→ Document segment:

-*-

We have covered the continued issues with measuring THC in the body, more specifically, determining whether someone is impaired based on a given THC reading. In addition to not being able to find the benchmark for impairment from using marijuana, it seems like some of the machines used to measure the drug in the body can’t tell the difference between THC and CBD.
CBD, or cannabidiol, and THC, or tetrahydrocannabinol, are both naturally occurring compounds in both cannabis and hemp. Traditionally, the concentration of CBD found in hemp is higher and marijuana has a higher concentration of THC. Although they have the same molecular structure, a big difference between the two is that CBD lacks the psychoactive component that THC is most widely known for. And for purposes of a DUI, a person cannot get a DUI with CBD in their system because it would not cause someone to become so impaired that they are unable to operate a vehicle as a sober person would.
Also, while cannabis or marijuana is only legal in some states and not federally accepted, the passing of the Farm Bill of 2018 federally allowed the growth and sale of industrial hemp. With the legalization of hemp came a wide variety of CBD products which claim to offer assistance with anxiety or insomnia, however, the FDA only has approved one drug that contains CBD, which aids in treating a rare form of epilepsy.
Now, as mentioned above, hemp and marijuana both carry trace amount of both compounds. So while processed hemp, or CBD, products may not list THC as an active ingredient, it is possible that trace amounts of it show up on a blood test, or depending on the test conducted, the presence of CBD could be mistaken for THC.
Such was the case for Mark Pennington. Pennington, a divorced father who was sharing custody of his 2 year-old son, was informed by the mother of the child that his custodial rights were going to be taken away because she had run a drug test with the son’s hair and the test came back positive for THC, which could only have been during the time that the child was in his custody. Pennington had no recollection of giving his son anything containing THC and did not recall using the substance near his son. He was later advised of “a little-known study published in 2012 in the Journal of Analytical Toxicology that showed that a common forensic drug testing method could easily mistake the presence of CBD for THC,” by Frank Conrad, a scientific consultant who acted as his expert witness.

-*-

→ Extracted data:
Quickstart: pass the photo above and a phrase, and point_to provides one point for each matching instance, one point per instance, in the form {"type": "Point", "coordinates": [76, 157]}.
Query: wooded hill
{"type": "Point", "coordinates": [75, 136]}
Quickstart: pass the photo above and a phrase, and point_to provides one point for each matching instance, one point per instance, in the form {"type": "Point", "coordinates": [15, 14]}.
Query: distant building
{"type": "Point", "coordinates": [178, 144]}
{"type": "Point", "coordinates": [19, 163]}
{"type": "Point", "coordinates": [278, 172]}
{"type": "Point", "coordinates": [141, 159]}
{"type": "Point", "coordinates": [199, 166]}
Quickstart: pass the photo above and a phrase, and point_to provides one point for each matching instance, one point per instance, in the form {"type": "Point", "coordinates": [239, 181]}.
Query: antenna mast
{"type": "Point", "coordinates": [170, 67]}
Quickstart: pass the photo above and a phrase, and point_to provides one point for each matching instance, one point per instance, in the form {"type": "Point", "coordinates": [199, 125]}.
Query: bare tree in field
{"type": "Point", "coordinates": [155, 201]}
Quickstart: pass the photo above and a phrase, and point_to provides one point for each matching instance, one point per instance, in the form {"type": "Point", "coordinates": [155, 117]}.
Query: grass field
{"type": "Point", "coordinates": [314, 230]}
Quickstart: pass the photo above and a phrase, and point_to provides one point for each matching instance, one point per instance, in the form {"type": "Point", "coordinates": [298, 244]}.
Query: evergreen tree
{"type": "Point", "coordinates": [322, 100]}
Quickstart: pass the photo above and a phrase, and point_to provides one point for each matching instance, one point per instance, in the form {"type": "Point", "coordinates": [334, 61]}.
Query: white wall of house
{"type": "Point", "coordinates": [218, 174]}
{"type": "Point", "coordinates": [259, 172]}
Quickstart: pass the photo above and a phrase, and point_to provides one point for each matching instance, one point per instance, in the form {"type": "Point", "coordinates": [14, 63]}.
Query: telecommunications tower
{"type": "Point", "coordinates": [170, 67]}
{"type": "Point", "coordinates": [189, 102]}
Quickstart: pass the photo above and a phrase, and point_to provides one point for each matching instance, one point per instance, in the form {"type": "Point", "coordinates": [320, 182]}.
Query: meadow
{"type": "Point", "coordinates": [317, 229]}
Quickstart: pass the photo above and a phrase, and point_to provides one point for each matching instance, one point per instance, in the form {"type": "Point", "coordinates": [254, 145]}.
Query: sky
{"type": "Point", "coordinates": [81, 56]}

-*-

→ Work item: Continue the text on THC and CBD drug testing from the point where it stops. The records have no connection to the text.

→ Response:
The notion that a drug test can misidentify the presence of THC is terrifying, especially given the problems we continue to encounter (and write about) with regards to determining intoxication.
The studies that Conrad referred to in his testimony deal with those that are run through the gas-chromatography mass spectrometry machine (GC-MS). Not all tests that are run through this chemical analysis unit are the same. Certain substances must be combined with a chemical in a process called derivatization. Commonly, the tests are run with a chemical called trifluoracetic anhydride (TFAA). The 2012 journal article found that when the GC-MS used TFAA to run its tests, it was unable to distinguish between CBD and THC, resulting in a report with the presence of THC.
Not all tests are derivatized with TFAA, but it is the most common derivatizing agent. Now, many labs have upgraded their testing to the use of high-performance liquid chromatography, which is less likely to make the distinguishing error between CBD and THC, but there are still many that rely on GC-MS technology.
As if there wasn’t enough to worry about in the way of law enforcement and prosecution getting the “damning” information correct.